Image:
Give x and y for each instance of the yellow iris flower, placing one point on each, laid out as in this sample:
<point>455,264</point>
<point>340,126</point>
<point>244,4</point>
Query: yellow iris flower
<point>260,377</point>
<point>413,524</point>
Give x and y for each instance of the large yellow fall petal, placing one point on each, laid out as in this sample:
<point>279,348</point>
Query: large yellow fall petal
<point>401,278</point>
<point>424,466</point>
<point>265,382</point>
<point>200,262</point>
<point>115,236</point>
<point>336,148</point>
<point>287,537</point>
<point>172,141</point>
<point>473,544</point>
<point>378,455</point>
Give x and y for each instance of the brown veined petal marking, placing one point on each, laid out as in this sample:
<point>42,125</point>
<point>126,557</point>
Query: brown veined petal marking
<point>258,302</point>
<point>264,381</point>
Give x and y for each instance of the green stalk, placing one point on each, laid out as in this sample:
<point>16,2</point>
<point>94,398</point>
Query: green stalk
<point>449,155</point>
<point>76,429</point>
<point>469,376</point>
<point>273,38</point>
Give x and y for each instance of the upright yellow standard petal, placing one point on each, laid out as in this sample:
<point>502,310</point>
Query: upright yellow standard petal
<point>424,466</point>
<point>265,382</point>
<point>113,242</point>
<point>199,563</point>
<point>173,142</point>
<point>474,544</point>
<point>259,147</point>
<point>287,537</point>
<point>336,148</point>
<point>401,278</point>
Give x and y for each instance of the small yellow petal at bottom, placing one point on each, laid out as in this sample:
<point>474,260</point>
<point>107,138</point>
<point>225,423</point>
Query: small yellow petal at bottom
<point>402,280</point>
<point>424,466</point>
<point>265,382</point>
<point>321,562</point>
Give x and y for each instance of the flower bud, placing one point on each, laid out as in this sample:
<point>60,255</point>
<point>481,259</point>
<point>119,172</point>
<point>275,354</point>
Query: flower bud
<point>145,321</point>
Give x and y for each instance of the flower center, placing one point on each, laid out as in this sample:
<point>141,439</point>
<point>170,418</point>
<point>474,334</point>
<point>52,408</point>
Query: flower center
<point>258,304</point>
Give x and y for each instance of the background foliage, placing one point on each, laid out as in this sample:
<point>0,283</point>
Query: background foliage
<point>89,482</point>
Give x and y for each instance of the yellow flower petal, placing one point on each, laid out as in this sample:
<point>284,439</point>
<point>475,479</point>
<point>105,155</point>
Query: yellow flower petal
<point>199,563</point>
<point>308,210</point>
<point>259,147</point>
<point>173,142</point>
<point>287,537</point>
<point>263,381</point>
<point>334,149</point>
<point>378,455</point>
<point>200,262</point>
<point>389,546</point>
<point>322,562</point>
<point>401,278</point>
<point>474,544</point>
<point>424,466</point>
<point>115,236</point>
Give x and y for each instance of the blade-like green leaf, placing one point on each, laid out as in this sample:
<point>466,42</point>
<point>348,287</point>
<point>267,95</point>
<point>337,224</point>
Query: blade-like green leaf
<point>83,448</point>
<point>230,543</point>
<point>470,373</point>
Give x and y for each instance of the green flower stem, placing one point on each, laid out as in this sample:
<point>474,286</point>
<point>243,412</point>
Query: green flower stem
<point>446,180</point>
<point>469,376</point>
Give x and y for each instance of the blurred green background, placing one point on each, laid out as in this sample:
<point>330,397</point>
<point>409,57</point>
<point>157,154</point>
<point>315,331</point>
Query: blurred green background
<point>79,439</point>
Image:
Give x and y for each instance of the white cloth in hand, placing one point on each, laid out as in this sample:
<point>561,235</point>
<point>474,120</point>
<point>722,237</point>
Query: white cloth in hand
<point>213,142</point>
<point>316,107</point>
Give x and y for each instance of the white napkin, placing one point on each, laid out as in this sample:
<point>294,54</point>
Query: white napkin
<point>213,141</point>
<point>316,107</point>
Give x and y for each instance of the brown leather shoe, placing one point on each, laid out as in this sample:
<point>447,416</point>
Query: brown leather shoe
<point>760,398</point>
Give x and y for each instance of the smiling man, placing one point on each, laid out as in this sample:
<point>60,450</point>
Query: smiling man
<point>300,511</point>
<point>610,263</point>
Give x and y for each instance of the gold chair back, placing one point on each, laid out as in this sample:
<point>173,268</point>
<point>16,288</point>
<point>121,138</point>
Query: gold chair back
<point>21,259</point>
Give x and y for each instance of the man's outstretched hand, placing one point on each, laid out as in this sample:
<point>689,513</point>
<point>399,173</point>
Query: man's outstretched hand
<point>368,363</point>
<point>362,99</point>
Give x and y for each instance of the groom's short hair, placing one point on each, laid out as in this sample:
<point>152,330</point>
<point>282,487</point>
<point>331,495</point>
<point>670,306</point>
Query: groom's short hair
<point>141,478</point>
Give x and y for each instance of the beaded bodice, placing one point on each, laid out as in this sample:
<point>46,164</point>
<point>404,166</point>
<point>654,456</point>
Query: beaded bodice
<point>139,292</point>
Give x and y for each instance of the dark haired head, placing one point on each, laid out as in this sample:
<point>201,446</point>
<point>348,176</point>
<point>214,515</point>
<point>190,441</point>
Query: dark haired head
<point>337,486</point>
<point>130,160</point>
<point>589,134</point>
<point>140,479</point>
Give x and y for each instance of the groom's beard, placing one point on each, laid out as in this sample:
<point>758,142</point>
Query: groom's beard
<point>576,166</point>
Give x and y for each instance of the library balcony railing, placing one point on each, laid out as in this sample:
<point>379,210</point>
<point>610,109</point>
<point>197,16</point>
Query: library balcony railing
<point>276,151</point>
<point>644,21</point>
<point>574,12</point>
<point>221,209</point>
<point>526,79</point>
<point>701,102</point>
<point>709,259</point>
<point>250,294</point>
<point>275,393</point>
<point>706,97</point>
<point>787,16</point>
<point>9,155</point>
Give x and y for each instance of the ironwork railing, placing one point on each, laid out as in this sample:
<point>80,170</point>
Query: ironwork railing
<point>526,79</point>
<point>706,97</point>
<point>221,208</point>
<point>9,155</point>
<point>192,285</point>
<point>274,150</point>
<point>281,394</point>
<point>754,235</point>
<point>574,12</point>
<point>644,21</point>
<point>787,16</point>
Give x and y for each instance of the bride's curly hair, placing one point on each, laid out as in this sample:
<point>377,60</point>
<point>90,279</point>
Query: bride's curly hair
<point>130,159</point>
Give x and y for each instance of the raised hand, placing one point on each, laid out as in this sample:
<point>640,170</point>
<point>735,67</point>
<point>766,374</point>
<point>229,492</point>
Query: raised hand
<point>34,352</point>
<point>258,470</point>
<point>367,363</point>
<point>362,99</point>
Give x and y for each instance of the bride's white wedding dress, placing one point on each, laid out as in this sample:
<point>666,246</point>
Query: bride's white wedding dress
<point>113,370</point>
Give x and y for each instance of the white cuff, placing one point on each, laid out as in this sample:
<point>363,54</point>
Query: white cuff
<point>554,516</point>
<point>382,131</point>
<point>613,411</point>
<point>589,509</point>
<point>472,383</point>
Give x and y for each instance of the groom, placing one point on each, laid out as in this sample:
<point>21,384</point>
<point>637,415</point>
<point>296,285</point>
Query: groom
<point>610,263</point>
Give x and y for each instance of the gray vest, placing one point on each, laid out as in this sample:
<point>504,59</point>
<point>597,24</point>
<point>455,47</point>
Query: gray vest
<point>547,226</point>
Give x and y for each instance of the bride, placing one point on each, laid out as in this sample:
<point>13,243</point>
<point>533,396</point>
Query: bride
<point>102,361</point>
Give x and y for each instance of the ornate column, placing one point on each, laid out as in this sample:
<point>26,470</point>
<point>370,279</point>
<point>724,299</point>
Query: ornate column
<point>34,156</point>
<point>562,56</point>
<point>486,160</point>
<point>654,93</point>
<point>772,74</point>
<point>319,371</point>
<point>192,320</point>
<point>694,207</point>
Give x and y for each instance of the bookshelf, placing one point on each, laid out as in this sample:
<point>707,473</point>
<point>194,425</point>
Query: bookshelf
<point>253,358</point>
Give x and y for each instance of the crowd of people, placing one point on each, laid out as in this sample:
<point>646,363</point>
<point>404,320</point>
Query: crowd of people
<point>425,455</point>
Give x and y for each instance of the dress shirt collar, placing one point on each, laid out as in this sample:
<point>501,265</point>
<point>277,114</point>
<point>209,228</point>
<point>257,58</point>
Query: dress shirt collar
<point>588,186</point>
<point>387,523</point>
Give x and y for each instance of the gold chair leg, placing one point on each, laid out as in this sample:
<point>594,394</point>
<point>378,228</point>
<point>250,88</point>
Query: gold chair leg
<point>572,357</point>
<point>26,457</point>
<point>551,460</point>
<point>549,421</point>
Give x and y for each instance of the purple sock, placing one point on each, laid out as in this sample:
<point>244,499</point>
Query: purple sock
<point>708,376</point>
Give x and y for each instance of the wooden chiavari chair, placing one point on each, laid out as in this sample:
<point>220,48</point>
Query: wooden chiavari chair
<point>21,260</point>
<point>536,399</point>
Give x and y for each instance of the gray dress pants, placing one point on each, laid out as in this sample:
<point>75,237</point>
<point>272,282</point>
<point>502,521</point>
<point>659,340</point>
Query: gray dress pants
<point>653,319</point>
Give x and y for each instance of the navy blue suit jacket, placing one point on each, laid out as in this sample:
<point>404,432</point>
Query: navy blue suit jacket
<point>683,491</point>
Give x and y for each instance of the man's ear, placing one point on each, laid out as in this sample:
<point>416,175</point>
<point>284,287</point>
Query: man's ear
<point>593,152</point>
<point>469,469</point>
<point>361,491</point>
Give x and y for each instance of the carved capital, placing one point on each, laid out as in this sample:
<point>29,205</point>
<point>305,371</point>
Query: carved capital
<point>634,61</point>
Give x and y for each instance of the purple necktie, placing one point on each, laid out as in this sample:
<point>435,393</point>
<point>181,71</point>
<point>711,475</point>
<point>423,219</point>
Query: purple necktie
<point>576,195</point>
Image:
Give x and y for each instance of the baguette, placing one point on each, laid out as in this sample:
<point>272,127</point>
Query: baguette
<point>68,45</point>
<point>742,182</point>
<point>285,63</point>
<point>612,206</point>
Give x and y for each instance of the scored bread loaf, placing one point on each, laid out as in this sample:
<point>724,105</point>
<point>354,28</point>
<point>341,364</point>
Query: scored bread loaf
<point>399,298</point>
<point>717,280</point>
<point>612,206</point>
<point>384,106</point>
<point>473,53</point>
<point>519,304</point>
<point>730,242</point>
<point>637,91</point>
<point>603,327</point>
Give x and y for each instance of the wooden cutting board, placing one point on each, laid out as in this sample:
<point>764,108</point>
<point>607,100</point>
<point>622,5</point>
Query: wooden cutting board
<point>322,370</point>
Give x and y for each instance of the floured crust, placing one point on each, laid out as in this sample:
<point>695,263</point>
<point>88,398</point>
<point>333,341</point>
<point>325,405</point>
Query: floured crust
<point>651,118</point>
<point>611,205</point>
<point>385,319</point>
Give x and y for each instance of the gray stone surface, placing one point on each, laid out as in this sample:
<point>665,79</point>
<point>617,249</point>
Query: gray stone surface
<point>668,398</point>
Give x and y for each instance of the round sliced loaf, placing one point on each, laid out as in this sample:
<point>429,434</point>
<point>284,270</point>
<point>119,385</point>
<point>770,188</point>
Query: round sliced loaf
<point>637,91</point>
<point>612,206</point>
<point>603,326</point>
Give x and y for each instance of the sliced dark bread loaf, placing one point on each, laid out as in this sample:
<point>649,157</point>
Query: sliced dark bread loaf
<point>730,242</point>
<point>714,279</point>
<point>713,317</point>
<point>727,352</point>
============
### What is being asked
Output the stretch of lines from the one containing "Give x and y for each instance of the small" through the one containing "<point>321,562</point>", reproducing each line without any change.

### The response
Give x and y for each instance of the small yellow petal at bottom, placing one point on each, laid out as in this sample:
<point>474,260</point>
<point>107,138</point>
<point>225,423</point>
Query: small yellow petal at bottom
<point>402,280</point>
<point>424,466</point>
<point>265,382</point>
<point>321,562</point>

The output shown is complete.